### Exercise details
Scale the material from the line with "For each instance of the ceiling" to the line with "(1103, 399)", both included, by rewriting every line and multiplying each coordinate by 0.5. Round each result to a whole number, with halves rounded up.

### Excerpted data
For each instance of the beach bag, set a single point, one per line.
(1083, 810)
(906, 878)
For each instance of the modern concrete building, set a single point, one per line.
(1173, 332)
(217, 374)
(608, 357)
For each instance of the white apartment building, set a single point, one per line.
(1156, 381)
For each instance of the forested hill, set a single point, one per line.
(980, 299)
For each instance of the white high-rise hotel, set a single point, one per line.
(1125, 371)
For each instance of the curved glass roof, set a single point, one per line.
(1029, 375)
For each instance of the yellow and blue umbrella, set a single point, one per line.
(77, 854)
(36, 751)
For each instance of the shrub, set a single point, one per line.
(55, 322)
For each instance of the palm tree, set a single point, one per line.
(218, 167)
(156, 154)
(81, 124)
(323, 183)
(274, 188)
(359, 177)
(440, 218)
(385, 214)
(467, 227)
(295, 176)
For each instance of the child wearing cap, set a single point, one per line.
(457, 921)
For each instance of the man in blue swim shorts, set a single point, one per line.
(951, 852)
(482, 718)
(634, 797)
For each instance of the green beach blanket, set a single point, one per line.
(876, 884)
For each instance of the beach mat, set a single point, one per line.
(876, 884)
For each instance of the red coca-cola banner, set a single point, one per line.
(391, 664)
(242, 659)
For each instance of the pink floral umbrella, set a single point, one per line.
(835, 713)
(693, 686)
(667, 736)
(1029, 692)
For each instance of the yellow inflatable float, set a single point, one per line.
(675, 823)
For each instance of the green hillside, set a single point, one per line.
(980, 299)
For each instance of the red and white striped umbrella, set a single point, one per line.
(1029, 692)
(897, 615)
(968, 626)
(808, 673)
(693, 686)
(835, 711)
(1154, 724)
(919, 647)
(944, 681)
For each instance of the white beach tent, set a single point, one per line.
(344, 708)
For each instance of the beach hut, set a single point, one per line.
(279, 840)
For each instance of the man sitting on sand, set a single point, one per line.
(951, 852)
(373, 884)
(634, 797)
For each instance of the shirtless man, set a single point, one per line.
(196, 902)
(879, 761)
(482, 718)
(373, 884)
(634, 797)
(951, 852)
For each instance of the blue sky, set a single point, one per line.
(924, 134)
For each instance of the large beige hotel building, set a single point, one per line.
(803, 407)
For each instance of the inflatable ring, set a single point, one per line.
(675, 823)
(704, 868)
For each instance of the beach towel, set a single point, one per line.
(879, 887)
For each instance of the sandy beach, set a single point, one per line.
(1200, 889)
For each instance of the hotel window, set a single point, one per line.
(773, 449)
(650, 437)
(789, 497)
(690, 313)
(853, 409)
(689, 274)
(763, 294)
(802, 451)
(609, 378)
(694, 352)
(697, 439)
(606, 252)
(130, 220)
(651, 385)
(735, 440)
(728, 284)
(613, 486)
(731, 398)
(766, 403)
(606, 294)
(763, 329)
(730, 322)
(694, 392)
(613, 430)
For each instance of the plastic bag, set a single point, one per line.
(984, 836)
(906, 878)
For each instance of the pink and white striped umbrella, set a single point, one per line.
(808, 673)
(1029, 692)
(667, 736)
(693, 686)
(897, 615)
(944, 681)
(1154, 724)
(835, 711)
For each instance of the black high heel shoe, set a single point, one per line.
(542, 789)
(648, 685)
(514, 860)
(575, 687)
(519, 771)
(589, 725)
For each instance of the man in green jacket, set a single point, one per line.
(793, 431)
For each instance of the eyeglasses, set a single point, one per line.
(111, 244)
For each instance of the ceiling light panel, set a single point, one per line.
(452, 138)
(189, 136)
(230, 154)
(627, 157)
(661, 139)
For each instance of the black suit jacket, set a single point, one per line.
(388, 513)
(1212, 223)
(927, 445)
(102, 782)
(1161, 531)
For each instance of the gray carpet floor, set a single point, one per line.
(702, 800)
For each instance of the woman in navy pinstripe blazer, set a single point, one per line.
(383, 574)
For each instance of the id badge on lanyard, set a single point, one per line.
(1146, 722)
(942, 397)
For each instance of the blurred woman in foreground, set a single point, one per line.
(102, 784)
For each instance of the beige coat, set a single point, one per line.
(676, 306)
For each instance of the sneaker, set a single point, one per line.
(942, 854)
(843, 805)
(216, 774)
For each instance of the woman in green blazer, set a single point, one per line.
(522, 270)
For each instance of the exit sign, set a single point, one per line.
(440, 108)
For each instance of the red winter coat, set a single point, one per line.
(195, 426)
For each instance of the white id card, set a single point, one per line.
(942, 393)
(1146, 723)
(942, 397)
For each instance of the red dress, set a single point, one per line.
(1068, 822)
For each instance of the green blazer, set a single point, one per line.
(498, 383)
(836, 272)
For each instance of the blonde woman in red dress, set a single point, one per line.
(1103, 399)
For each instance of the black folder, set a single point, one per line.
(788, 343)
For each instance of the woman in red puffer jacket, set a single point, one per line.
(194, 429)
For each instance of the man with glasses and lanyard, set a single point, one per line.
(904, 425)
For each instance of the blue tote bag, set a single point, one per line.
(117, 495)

### Task output
For each instance of the ceiling light panel, set a single point, one per line.
(226, 69)
(95, 68)
(115, 77)
(314, 79)
(331, 70)
For each instance of the black suit jacket, set a single point, one per line.
(194, 257)
(606, 112)
(464, 223)
(51, 391)
(581, 266)
For each instance of the gray carpet floor, set a single point, one per line.
(351, 400)
For each instance of the woman in navy pinstripe blazer, set a single point, one per line.
(192, 287)
For each instance of the id badge on lanyard, set a single point, one per line.
(573, 361)
(471, 199)
For each instance of the blurred woman in foreground, set a single point, one per line.
(51, 392)
For each instance of the beige coat, set a single point, one per line.
(338, 153)
For each instance of the sneaker, set a single point, one per line.
(471, 427)
(422, 403)
(108, 387)
For each instance of the woman in green blazer, set a single point, one per line.
(261, 135)
For each instance of the exit sign, set a single point, one per line.
(220, 54)
For each instance of the red winter coat, set a single point, one per line.
(98, 213)
For each instance of the white id card, set a single point, one per line.
(471, 197)
(573, 362)
(471, 199)
For each instance of the red dress, set a single point, one per line.
(534, 411)
For each instance of the green blazer, set a single point, one per line.
(249, 192)
(418, 136)
For each instance of the blonde woman in red dress, set a single point, one per line.
(552, 200)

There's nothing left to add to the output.